Чтобы признать новую роль полевой артиллерии в подвижных сражениях и чтобы принять на вооружение соответствующую новую стратегию, мамелюкам пришлось пожертвовать ролью и престижем своей феодальной кавалерии, а именно социальным положением и престижем доминирующего класса. Это, в свою очередь, предопределило разрушение феодальных структур и глубокие социальные перемены, к которым государство было совершенно не готово. Прежде чем принять западную технику, китайцам пришлось в корне изменить свои взгляды, иначе говоря, пережить коперниковскую революцию, разве что чуть меньшего масштаба. В Азии внедрению и усвоению западных технологий препятствовали мощные социально-культурные факторы. В Европе ситуация была совершенно иной. Европейские рыцари эпохи раннего Ренессанса лелеяли идеи об огнестрельном оружии, как мамелюкские всадники все связанное с лошадьми. Но к 1500 году европейские дела оказались под контролем новых социальных групп, которые целесообразность предпочитали роскоши, а эффективность изяществу. Такие группы могли рассчитывать на постоянно увеличивающийся класс ремесленников, увлеченных своим делом – механикой и металлургией. Те самые факторы, которые первоначально способствовали развитию новых технологий, продолжали действовать и явились мощным стимулом прогресса: как было отмечено в предыдущей главе, европейское судостроение и промышленность, выпускающая артиллерийские орудия, продолжали быстро развиваться и в столетия, последовавшие за первым контактом португальцев с народами Азии.

________

## ЗАДАНИЯ
1 > К какому году, согласно фрагменту текста, европейские дела оказались под контролем новых социальных групп?
2 > Пожалуйста, допишите фрагмент текста, начав сразу после его последнего предложения.

Несколько записей:
________

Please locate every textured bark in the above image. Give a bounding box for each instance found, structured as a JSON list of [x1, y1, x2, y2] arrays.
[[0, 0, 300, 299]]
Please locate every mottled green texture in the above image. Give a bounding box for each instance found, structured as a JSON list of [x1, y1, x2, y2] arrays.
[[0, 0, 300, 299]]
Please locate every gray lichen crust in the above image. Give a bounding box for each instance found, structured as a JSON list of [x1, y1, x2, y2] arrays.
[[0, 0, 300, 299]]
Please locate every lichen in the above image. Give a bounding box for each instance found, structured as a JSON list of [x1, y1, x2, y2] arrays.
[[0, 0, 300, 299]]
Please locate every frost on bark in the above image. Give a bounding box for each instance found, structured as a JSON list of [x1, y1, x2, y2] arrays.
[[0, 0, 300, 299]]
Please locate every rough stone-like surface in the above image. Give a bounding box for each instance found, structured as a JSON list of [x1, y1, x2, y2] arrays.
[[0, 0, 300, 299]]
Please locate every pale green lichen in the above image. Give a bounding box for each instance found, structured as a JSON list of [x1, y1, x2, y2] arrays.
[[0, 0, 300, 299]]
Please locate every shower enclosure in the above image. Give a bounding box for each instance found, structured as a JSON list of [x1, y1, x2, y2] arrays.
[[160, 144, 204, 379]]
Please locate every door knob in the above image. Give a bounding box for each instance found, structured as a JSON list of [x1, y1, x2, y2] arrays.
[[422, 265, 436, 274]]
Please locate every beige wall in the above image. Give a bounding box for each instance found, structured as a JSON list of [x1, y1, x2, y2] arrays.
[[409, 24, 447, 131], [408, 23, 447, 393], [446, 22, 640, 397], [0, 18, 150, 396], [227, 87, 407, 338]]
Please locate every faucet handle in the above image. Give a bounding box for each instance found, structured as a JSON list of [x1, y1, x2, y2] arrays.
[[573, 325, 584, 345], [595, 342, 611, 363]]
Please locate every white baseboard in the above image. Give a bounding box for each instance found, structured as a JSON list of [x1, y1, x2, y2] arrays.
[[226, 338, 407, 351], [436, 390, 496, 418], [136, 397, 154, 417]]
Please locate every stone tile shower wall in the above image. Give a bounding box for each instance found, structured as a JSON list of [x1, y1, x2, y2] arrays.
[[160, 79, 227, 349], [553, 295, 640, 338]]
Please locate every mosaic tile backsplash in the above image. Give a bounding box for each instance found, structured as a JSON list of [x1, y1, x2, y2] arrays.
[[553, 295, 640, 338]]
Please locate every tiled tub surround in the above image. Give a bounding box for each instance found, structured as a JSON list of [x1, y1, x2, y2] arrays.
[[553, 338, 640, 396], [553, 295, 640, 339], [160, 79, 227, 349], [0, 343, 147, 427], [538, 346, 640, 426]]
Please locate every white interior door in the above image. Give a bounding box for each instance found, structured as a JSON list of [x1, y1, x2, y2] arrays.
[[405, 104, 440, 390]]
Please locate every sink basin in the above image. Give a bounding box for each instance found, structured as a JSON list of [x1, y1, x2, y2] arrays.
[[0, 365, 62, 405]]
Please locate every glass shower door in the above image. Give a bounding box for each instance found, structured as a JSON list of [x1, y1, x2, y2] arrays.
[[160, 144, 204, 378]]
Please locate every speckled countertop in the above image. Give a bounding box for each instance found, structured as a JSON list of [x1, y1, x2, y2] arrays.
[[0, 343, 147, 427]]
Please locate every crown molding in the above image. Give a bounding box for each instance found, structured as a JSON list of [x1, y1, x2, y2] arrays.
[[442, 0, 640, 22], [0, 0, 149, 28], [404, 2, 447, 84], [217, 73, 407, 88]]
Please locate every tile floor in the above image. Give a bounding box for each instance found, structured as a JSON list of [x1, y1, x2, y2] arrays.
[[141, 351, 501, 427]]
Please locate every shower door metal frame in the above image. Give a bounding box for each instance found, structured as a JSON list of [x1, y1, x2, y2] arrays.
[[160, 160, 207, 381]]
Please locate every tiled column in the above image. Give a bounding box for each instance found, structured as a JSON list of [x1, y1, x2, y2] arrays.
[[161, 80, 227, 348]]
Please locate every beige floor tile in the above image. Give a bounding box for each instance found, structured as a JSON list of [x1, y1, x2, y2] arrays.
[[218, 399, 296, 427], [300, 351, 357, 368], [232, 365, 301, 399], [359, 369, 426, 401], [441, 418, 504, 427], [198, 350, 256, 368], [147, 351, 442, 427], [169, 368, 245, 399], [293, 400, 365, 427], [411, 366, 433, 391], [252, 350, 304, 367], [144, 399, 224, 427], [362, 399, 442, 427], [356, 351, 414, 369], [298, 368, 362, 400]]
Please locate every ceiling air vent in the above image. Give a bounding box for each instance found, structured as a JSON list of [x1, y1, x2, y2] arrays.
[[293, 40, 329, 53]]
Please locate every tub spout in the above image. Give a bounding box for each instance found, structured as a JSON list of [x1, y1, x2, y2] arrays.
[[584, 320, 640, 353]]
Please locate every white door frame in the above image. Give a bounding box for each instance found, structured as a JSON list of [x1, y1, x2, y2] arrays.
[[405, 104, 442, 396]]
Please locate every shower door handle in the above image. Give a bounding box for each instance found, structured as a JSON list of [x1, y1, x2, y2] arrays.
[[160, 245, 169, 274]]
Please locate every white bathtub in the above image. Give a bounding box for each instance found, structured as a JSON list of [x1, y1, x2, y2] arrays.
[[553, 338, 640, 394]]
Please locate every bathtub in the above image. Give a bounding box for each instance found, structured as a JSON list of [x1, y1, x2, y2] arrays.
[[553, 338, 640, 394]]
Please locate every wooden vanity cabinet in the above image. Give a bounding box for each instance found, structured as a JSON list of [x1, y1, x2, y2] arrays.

________

## РЕЗУЛЬТАТЫ
1 > К 1500 году.

2 >
Также следует отметить, что, за редкими исключениями, когда впервые речь заходит о некоей инновации, ее преимущества по сравнению с установившимися традициями не всегда являются очевидными. Первые европейские полевые орудия не отличались эффективностью. Посему отношение турок к первым образцам полевой артиллерии, так же как и отношение венецианцев к первым галеонам, не может считаться свидетельством человеческой глупости. При первом своем появлении инновации ценны не так своей сиюминутной выгодой, как большим потенциалом, а это второе качество не всегда легко увидеть.
Результат причудливой взаимосвязи многих факторов и обстоятельств, более или менее весомых, – один и совершенно недвусмысленный. Начиная с конца XV века первоначальный дисбаланс между Европой и остальным миром не только не сгладился, но, наоборот, увеличился. А для менее развитых стран ситуация существенно ухудшилась.
ЭПИЛОГ
Когда Васка да Гама бросил якорь в гавани Калькутты, местный житель спросил, что нужно португальцам в Азии. Предположительно Васко да Гама ответил следующее: «Христианство и специи». Когда Альбукерк в 1511 году напал на Малакку, он сказал своим офицерам, что они должны максимально выложиться в предстоящем сражении. Тому имелось две причины: «Тем самым мы сослужим хорошую службу Господу нашему, очистив страну от мавров и загасив пожар секты Магомета… Хорошую службу мы сослужим и королю нашему Дону Мануэлю, если возьмем этот город, являющийся источником специй и лекарств». Бернал Диас, говоря о мотивах, которые привели его и ему подобных в Индии, писал, что они покинули Европу, чтобы служить Богу и его величеству, чтобы дать свет тем, кто пребывал в темноте, и чтобы разбогатеть, к чему стремятся все».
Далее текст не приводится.